▶ How to complete this task
Output all records exactly, with no images.

[Start of section]

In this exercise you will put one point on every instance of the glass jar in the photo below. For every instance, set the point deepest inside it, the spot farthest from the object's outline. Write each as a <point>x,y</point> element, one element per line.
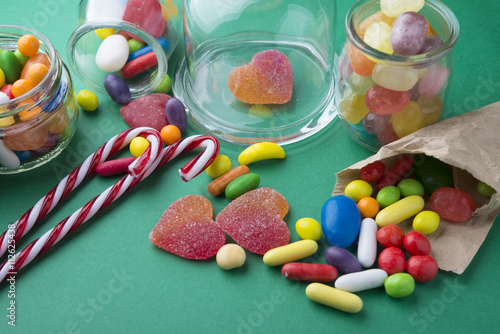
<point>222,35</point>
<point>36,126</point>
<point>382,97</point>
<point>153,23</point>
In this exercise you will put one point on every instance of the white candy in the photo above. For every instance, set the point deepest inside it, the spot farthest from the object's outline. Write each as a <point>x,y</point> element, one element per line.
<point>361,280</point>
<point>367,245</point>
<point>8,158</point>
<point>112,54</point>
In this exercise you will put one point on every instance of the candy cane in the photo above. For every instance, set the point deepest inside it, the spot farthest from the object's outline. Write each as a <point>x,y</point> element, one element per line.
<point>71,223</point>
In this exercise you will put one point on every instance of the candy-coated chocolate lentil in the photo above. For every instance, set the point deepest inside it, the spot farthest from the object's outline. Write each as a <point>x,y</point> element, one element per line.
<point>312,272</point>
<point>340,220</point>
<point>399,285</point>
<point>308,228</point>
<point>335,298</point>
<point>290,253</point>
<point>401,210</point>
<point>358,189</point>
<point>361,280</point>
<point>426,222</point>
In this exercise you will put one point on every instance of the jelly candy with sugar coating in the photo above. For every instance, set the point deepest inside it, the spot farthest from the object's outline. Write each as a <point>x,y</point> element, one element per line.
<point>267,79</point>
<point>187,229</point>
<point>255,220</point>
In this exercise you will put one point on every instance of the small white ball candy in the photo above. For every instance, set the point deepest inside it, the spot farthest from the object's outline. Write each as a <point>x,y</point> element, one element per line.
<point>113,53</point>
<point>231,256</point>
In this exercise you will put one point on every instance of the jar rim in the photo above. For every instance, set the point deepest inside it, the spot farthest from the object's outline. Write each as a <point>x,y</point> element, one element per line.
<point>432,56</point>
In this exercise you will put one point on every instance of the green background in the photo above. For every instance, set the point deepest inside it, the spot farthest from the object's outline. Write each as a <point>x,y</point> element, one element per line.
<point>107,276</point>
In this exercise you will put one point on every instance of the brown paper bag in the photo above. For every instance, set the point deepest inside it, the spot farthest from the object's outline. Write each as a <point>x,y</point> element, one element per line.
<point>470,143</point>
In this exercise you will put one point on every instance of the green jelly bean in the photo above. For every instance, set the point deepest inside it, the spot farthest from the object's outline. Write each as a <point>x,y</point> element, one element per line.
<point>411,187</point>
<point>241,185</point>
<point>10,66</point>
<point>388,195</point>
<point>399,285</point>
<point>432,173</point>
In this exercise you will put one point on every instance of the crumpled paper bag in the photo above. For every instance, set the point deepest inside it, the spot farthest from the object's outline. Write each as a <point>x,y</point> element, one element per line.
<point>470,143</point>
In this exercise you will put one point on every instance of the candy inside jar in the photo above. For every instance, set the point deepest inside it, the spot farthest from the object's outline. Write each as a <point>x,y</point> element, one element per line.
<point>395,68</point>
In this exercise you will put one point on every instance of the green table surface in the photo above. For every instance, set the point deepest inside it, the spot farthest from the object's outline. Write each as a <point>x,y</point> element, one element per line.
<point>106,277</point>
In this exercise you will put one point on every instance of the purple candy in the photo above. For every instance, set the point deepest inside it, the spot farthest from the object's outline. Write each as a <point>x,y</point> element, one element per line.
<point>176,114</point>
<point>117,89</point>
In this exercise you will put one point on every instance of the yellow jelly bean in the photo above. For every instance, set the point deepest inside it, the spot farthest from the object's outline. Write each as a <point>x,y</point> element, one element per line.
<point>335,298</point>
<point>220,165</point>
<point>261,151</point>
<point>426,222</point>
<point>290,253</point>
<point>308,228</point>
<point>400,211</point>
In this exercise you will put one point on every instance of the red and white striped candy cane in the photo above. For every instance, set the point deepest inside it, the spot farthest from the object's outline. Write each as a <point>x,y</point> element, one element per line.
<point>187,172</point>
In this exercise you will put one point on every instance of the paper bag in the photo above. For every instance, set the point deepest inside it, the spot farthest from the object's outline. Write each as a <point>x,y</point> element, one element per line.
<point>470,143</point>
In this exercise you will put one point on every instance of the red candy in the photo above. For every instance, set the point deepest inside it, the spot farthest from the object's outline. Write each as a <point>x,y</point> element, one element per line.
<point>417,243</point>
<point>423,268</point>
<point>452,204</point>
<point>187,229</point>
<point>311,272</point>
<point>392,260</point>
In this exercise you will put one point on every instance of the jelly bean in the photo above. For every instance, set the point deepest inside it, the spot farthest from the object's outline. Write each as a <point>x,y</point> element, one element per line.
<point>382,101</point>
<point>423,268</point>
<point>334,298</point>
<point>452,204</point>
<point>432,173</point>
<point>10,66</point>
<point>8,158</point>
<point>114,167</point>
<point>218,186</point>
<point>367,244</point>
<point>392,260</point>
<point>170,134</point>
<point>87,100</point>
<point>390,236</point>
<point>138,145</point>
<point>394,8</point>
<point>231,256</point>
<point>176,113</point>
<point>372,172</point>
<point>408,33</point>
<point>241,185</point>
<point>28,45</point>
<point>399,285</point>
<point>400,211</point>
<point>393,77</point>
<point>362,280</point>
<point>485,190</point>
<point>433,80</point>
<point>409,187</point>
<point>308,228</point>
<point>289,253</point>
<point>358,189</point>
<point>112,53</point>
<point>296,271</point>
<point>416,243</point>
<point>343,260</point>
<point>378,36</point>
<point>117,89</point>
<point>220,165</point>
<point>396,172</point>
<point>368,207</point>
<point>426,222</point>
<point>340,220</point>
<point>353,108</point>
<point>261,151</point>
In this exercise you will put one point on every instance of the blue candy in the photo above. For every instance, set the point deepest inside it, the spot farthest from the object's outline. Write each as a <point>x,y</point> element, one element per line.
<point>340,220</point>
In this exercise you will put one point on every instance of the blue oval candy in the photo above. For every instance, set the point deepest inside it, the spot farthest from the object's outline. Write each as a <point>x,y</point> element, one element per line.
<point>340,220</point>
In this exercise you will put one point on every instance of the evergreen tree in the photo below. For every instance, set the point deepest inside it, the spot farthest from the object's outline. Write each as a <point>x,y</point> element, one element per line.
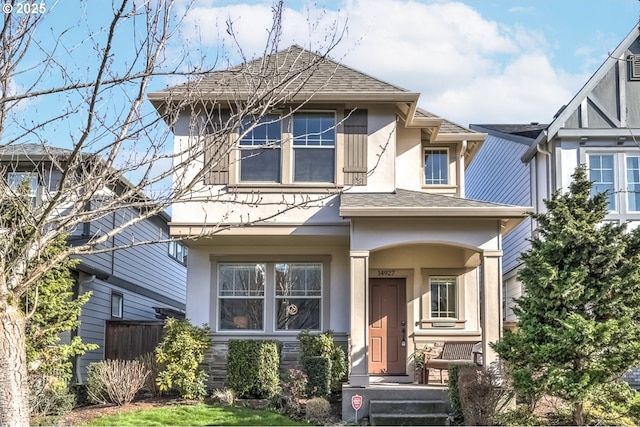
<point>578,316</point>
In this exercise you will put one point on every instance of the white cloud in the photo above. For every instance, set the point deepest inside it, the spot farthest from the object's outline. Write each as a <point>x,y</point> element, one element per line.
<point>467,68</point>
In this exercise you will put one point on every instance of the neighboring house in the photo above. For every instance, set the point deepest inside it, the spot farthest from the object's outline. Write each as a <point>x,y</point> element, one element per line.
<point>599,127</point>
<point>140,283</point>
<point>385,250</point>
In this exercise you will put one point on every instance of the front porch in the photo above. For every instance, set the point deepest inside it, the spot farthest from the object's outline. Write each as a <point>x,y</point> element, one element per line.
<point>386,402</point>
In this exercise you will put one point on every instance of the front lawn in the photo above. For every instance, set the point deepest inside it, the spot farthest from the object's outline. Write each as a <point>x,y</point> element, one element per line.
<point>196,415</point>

[End of section]

▶ Exercise solution
In this exercise you will put one point on every instance of the glass jar in the photo below. For every instance, set the point deepest inside it, the spot farthest from the object's outline. Write each as a <point>x,y</point> element, one element per line.
<point>222,35</point>
<point>36,126</point>
<point>382,97</point>
<point>153,23</point>
In this exercise you will put one point on every instance of the white candy in the photo above. For every instance, set the point deepest inside it, the spot farthest from the object's outline. Write each as a <point>x,y</point> element, one element per line.
<point>361,280</point>
<point>367,245</point>
<point>8,158</point>
<point>112,54</point>
In this exercise you will put one point on every instance of the candy cane in the photo above. For every instance, set the point deepest inside it, the spot farthest from the object's outline. Write each as a <point>x,y</point> element, one element per line.
<point>71,223</point>
In this exercise you will put one point on every instance of the candy-coated chocolate lentil in the photo above. For every instance, set the point deepest inside it, the spot farthest from the object's outline. Write each as a <point>x,y</point> element, one element per line.
<point>312,272</point>
<point>340,220</point>
<point>399,285</point>
<point>308,228</point>
<point>335,298</point>
<point>290,253</point>
<point>401,210</point>
<point>358,189</point>
<point>361,280</point>
<point>426,222</point>
In this exercise you will put one point on every instance of the jelly candy with sugar coating in the photo above. For every instance, set the point deepest inside it, the spot farthest from the object's outline. Write each as a <point>x,y</point> element, one element per line.
<point>267,79</point>
<point>187,229</point>
<point>255,220</point>
In this exercise you will put one point on every instance of the small white ball candy in the photo above. For every instance, set the point deepest inside it, the spot farthest from the object's outline. Write each as a <point>x,y</point> element, one element per line.
<point>113,53</point>
<point>231,256</point>
In this exercise you will put one point on every instance of the jar rim in the photo above. For every instance, set the point deepest inside it, the spot farthest from the object's outline. Write each as a <point>x,y</point> element, one element per line.
<point>432,56</point>
In this exercise you will put one point on every instance of the green background in the photo above. For every instance, set the point deepest inside it, the spot farthest from the object's outline. Write each as a <point>x,y</point> element, one element per line.
<point>107,276</point>
In this exercise you will put one point on every instance of the brown paper bag in the photo above. For every instance, set the point deepest inside it, the spot farthest from the object's outline. Write each as a <point>x,y</point> element, one element per line.
<point>470,143</point>
In this exercise you will put one point on every instance of the green jelly bean in the photo above. For every instance, set the point deepest inside it, the spot farthest from the object's outline. Write each as a <point>x,y</point> element, one element per line.
<point>411,187</point>
<point>241,185</point>
<point>10,66</point>
<point>388,195</point>
<point>399,285</point>
<point>432,173</point>
In this exercise you will put one point on every instance of the crumpled paper bag in the photo above. For every instance, set the point deepest inside it, the spot farthest from the object's outline. Write each as a <point>x,y</point> element, one element per line.
<point>470,143</point>
In this exercise you will put one point on every instance of the candy inside jar in the photo above. For every instance, set the point deepest inside it, the spot farthest from the object's outline. Write each as a <point>x,y</point> element, one element per line.
<point>395,68</point>
In this exercise you will put one point on every instance of the green table surface in the photo above. For every instance, set the point deepest inside it, the spot farthest from the object's outline. Write each as a <point>x,y</point> element, one element per line.
<point>106,277</point>
In this exercise you will put one point on every instance of the purple candy in the photo above. For every instance, set the point deepest inside it, the spot farthest from the object's outline. Write each as a <point>x,y</point> element, one element per line.
<point>176,114</point>
<point>117,89</point>
In this exercise you will put one point on every instance of the yellow jelly bean in the photo above. For every instance, set the point deepest inside it, the spot farthest from the object's outline. Write each as a <point>x,y</point> element, one element per line.
<point>335,298</point>
<point>220,165</point>
<point>261,151</point>
<point>426,222</point>
<point>290,253</point>
<point>308,228</point>
<point>400,211</point>
In this exercise you will put one point on every instance of the red and white striped candy cane in the photo above. For every instance, set the point deepest inside it, the spot farthest from the object's outline. Write each as a <point>x,y</point> element, one element per line.
<point>187,172</point>
In this exercise you will put one point on every instance of the paper bag in the photo above. For every instance, set the point deepest inside it, the spot farthest from the object's outline. Write each as a <point>x,y</point> element, one element per line.
<point>470,143</point>
In this exercise you will put one point on every instance of the red candy in the photo above. For every instance, set the point deepest inside it, the spot farthest from the object's outline. Write each as a <point>x,y</point> element, one element per line.
<point>417,243</point>
<point>423,268</point>
<point>452,204</point>
<point>187,229</point>
<point>311,272</point>
<point>392,260</point>
In this exercise you will put one point on every instance of the jelly bean in the photo above. For every instance, set the point deepest inside it, the spot farthest from the object's outline. Write each as a <point>x,y</point> element, one element per line.
<point>382,101</point>
<point>423,268</point>
<point>334,298</point>
<point>452,204</point>
<point>432,173</point>
<point>10,66</point>
<point>8,158</point>
<point>114,167</point>
<point>218,186</point>
<point>367,244</point>
<point>392,260</point>
<point>170,134</point>
<point>87,100</point>
<point>390,236</point>
<point>138,145</point>
<point>394,8</point>
<point>231,256</point>
<point>176,113</point>
<point>372,172</point>
<point>408,33</point>
<point>241,185</point>
<point>28,45</point>
<point>399,285</point>
<point>400,211</point>
<point>393,77</point>
<point>362,280</point>
<point>485,190</point>
<point>433,80</point>
<point>409,187</point>
<point>308,228</point>
<point>289,253</point>
<point>358,189</point>
<point>112,53</point>
<point>296,271</point>
<point>416,243</point>
<point>343,260</point>
<point>378,36</point>
<point>117,89</point>
<point>220,165</point>
<point>396,172</point>
<point>368,207</point>
<point>426,222</point>
<point>340,220</point>
<point>353,108</point>
<point>261,151</point>
In this exercise you will put one point on every instance of the blue candy in the photo above. For every instance, set the point deepest inside it, the spot farthest from the object's outline. Write each as a <point>x,y</point> element, one element per line.
<point>340,220</point>
In this exercise you will put one point on every instance of the blue oval candy in the photo above. For every instance, set the point deepest inside it, the spot farthest from the object's outline. Write each as a <point>x,y</point> element, one element per line.
<point>340,220</point>
In this exercise you will put one point on every instance of the evergreen tree in the photo below. For every instance, set the point deepest inside it, the spot farthest from the object's outline. Write each as a <point>x,y</point> element, one element per line.
<point>578,316</point>
In this exercise you will put one point on every instance of the white cloud in the photo above. For every instance, set the point deepest inside it, the spot farthest from the object's outline. Write each as a <point>x,y</point> element, one element per line.
<point>467,68</point>
In this exercise you will put one point on every instance of the neighboring house in the photo above. For every instance, set the point deepest inside it, the spot farthest from the object's outline. Write each as a <point>x,y</point> element, one element per line.
<point>599,127</point>
<point>140,283</point>
<point>385,250</point>
In this exercise you will put one point on every instance of the front porch in the photo above. For every instance, set the point deepest inside it, the spot farthest from the object's outline. Write each as a <point>x,y</point> element, one element per line.
<point>386,402</point>
In this exercise you will put one point on every instance of the front lawn in the photo above. For every instance, set the point deepest inside it, the spot farthest from the object's outline. Write each as a <point>x,y</point> element, one element per line.
<point>196,415</point>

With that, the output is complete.